### [TASKS AND EXERCISES]
A: List every distinct username that heads a post in the MotoCzysz bike thread, in the order each first appears.
B: Pick up the MotoCzysz bike thread from its final line and write the post that comes next.

### [EXCERPTED PASSAGE]
········

# MotoCzysz pictures of final bike



## Guest (Jun 4, 2009)

Travis, 

That is one awesome bike. I like the battery containers. They look like they belong and the whole thing just looks right. One damn good looking electric crotch rocket. 

Pete


----------



## frodus (Apr 12, 2008)




----------



## Camaro (Jul 29, 2008)

I love the look! Most bikes are built to show off the engines, this one shows of the batteries. I love the status leds on the side. Do you think they will be selling these?


----------



## Bowser330 (Jun 15, 2008)

looks like its got 3 Eteks...


----------



## frodus (Apr 12, 2008)

not etek, Agni's


----------



## jedurai (Dec 14, 2008)

········

### [RECORD EXTRACTS]

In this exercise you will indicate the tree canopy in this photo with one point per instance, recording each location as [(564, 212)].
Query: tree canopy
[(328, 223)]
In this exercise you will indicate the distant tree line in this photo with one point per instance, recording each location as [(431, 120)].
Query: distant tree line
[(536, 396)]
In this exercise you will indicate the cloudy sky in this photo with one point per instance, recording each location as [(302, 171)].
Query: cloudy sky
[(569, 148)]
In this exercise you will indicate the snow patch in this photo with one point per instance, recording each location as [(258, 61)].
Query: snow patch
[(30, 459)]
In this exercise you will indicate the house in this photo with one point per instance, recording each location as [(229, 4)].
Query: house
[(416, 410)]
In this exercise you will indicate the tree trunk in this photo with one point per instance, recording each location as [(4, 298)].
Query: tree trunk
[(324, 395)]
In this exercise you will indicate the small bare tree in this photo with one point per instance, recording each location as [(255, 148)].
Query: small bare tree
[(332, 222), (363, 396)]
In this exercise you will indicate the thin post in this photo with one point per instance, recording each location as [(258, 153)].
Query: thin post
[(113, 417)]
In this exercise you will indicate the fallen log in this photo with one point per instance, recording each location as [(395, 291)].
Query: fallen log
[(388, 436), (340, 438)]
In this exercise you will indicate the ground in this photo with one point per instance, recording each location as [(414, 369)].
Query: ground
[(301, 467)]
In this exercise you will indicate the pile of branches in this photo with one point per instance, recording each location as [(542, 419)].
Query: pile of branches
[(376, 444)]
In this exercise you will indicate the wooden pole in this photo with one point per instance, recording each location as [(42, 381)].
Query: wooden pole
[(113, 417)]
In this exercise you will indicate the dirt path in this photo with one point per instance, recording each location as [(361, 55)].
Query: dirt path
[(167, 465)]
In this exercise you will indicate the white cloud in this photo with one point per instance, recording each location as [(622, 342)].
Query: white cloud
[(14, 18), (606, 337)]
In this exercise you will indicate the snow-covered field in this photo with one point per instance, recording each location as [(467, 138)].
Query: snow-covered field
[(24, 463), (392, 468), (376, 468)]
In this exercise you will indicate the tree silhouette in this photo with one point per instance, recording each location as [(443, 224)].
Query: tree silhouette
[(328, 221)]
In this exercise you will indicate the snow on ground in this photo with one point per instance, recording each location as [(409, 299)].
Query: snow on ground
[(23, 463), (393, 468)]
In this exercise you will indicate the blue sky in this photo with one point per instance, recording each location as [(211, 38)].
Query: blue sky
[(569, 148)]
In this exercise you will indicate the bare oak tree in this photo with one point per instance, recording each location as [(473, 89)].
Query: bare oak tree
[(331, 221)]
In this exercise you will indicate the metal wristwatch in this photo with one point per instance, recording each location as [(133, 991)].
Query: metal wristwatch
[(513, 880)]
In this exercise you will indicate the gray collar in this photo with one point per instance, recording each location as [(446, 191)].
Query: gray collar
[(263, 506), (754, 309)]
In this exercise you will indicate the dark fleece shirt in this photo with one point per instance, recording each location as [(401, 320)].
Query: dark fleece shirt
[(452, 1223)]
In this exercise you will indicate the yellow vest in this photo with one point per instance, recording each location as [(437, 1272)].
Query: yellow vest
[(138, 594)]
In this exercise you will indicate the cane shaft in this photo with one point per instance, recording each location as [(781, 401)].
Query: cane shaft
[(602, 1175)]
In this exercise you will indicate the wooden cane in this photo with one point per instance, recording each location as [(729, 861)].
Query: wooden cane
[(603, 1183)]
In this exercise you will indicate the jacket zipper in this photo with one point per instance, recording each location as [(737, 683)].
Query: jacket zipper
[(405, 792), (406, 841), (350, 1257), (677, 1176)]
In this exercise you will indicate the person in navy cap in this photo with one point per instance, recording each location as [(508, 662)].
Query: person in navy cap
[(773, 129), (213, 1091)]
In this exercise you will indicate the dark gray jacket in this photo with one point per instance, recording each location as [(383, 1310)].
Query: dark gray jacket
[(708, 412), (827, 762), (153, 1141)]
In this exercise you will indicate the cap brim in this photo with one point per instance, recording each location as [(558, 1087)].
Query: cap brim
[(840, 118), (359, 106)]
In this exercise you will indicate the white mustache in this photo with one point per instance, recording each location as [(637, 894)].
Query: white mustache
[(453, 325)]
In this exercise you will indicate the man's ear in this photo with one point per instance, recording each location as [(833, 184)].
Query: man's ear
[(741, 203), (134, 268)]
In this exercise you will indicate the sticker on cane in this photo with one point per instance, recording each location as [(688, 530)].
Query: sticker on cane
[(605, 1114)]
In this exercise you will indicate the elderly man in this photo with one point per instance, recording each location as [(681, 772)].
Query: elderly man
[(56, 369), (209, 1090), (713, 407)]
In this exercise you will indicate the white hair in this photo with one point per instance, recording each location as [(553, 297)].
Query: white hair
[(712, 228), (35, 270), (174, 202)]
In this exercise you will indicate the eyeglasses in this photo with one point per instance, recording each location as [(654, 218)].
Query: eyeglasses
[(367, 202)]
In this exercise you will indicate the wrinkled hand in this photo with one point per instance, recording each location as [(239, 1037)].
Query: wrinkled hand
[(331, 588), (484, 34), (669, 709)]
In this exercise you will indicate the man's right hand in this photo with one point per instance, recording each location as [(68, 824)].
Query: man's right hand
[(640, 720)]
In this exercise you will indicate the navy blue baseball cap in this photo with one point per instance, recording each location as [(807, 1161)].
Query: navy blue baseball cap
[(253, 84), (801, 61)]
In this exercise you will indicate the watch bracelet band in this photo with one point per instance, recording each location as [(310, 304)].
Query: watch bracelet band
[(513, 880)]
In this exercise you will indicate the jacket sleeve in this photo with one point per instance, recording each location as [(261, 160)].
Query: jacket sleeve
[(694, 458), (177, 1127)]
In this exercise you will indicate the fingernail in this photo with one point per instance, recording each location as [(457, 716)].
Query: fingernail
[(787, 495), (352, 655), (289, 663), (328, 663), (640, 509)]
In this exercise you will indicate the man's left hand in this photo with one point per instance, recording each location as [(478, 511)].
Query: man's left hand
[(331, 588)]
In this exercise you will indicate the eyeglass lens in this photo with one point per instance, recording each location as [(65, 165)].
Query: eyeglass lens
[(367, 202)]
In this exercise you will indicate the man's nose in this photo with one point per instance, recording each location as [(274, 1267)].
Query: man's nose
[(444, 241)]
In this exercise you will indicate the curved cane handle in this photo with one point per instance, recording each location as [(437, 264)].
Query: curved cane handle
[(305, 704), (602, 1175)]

········

### [SET OF ANSWERS]
A: Guest, frodus, Camaro, Bowser330, jedurai

B:
Man, that thing is beautiful. Breathtaking. I love the fact that it looks so much like the original Czysz, but is definitely its own beast. And that video... WOW. You hear it pulling away with a little whine. UG! As a rider myself, that got my heart pounding. Thanks for the post.


----------



## RollingTripod (Jan 2, 2010)

great looking bike, shame its slower than the petrol one though. One step closer


----------



## gor (Nov 25, 2009)

very good ideas, beautiful bike

last thing i read they had unfortunate breakdown on the race - how they doing now? what (where) the latest news?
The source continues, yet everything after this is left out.